- _КРАТКОЕ ЗАДАНИЕ 1_: Перескажите короче абзац фрагмента о Теккерее, начинающийся словами «Конечно, произведения Теккерея», сохранив его основные факты.
- _КРАТКОЕ ЗАДАНИЕ 2_: В каком году, согласно фрагменту о Теккерее, появился рассказ «Киккельбери на Рейне»?
- _КРАТКОЕ ЗАДАНИЕ 3_: Продолжите фрагмент о Теккерее, начав сразу после его последнего предложения.

- _ФРАГМЕНТ ДЛЯ ЧТЕНИЯ_:
Конечно, произведения Теккерея были в библиотеке Некрасова, Герцена, Писарева, Добролюбова, Чернышевского, Тургенева, Толстого, Достоевского. Но, пожалуй, из всех русских писателей лишь Чернышевский высказался подробно о его творчестве. У остальных - беглые замечания. Листая статьи и переписку русских писателей, невольно задаешься вопросом: "А знали ли они Теккерея?"

В самом деле, не странно ли, что великий русский сатирик Салтыков-Щедрин ни строчки не написал о великом сатирике земли английской? Конечно, странно, особенно если задуматься над несомненным сходством "Книги снобов" и "Губернских очерков", над безжалостностью обличительного пафоса "Ярмарки тщеславия", который не мог не быть близок всему духу творчества Салтыкова-Щедрина. Странно еще и потому, что в хронике "Наша общественная жизнь" (1863) Салтыков-Щедрин писал о путешествующем англичанине, который "везде является гордо и самоуверенно и везде приносит с собой свой родной тип со всеми его сильными и слабыми сторонами". Эти слова удивительным образом напоминают отрывок из рассказа Теккерея "Киккельбери на Рейне" (1850): "Мы везде везем с собой нашу нацию, мы на своем острове, где бы мы ни находились".

- _МАТЕРИАЛ_:
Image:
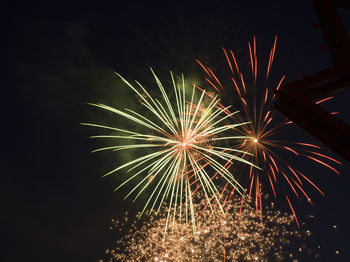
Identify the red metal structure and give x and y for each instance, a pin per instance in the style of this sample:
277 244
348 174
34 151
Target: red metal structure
296 100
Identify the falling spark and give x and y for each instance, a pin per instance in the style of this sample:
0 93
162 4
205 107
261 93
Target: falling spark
265 147
185 134
217 239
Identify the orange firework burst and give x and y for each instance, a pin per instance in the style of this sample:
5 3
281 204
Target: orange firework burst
256 102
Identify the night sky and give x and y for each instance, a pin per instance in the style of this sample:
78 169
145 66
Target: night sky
59 56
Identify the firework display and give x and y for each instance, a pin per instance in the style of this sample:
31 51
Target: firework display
237 236
182 137
256 101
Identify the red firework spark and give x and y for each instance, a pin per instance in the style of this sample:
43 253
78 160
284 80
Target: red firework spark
263 129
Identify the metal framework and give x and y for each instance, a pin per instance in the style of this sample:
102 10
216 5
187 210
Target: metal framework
296 100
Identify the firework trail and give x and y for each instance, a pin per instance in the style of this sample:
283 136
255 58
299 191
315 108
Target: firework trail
231 237
256 101
181 139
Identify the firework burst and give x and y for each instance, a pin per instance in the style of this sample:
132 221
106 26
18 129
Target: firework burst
236 236
256 101
180 141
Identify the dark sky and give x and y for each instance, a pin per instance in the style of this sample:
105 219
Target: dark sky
58 56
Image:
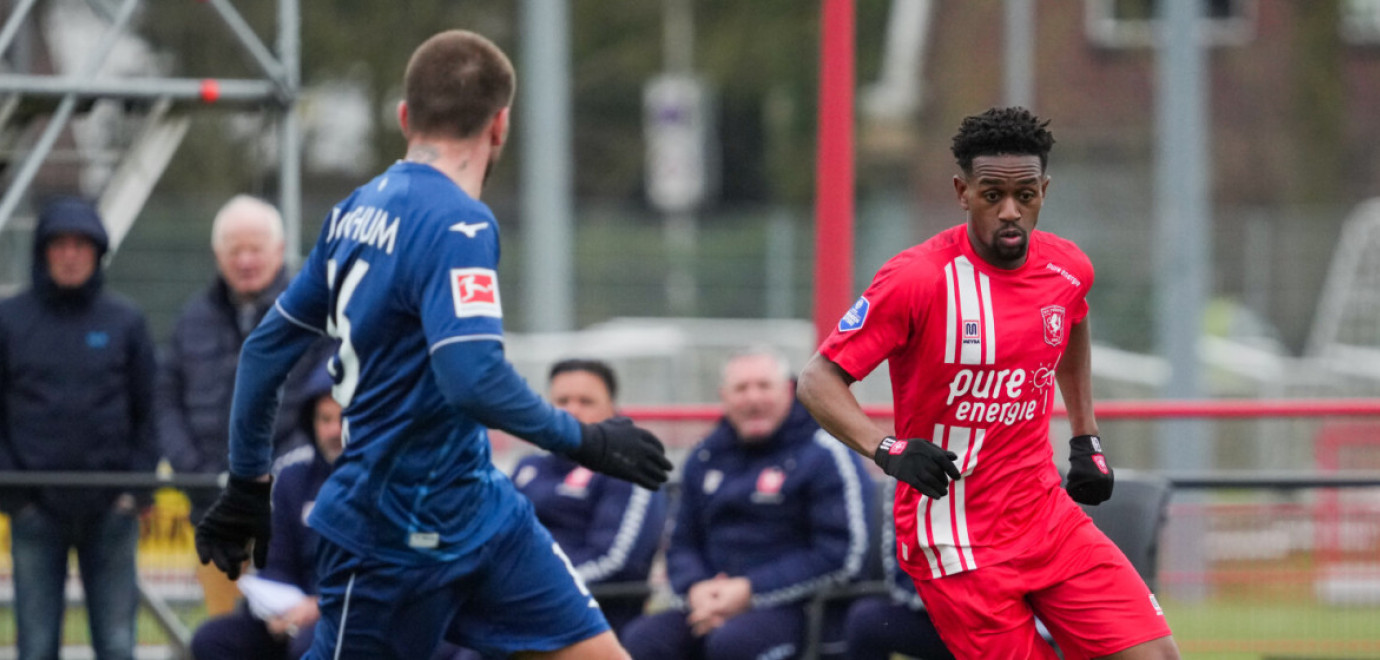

- _РЕЗУЛЬТАТ ЗАДАНИЯ 1_: Произведения Теккерея были в библиотеках Некрасова, Герцена, Писарева, Добролюбова, Чернышевского, Тургенева, Толстого и Достоевского. Подробно о его творчестве высказался, пожалуй, лишь Чернышевский, у остальных встречаются только беглые замечания. Поэтому возникает вопрос, знали ли русские писатели Теккерея.

- _РЕЗУЛЬТАТ ЗАДАНИЯ 2_: В 1850 году.

- _РЕЗУЛЬТАТ ЗАДАНИЯ 3_:
Более того, кропотливые текстологические разыскания показали, что и те русские писатели, которые оставили весьма скупые заметки о Теккерее, иногда заимствовали образы и целые сюжетные линии из его произведений. Например, Достоевский, видимо, был внимательным читателем Теккерея. Ему, несомненно, был знаком перевод рассказа "Киккельбери на Рейне", который под заголовком "Английские туристы" появился в той же книжке "Отечественных записок" (1851, э 6, отд. VIII, с. 106-144), что и комедия брата писателя, Михаила Михайловича Достоевского, "Старшая и младшая". Помимо заглавия, переводчик А. Бутаков переделал и название, данное Теккереем вымышленному немецкому курортному городку с игорным домом, - Rougenoirebourg, т. е. "город красного и черного", - на Рулетенбург. И что же - именно так называется город в "Игроке"! Кроме того, есть и некоторое сходство между авантюристкой Бланш и принцессой де Могадор в рассказе Теккерея, оказавшейся французской модисткой. Следует также отметить, что у Достоевского и у Теккерея англичане живут в отеле "Четыре времени года". Просматривается сходство между "Селом Степанчиковом" и "Ловелем-вдовцом": подобно герою повести Теккерея, владелец имения у Достоевского - слабовольный, хороший человек, который, наконец, находит в себе силы восстать против деспотизма окружающих его прихлебателей и женится на гувернантке своих детей.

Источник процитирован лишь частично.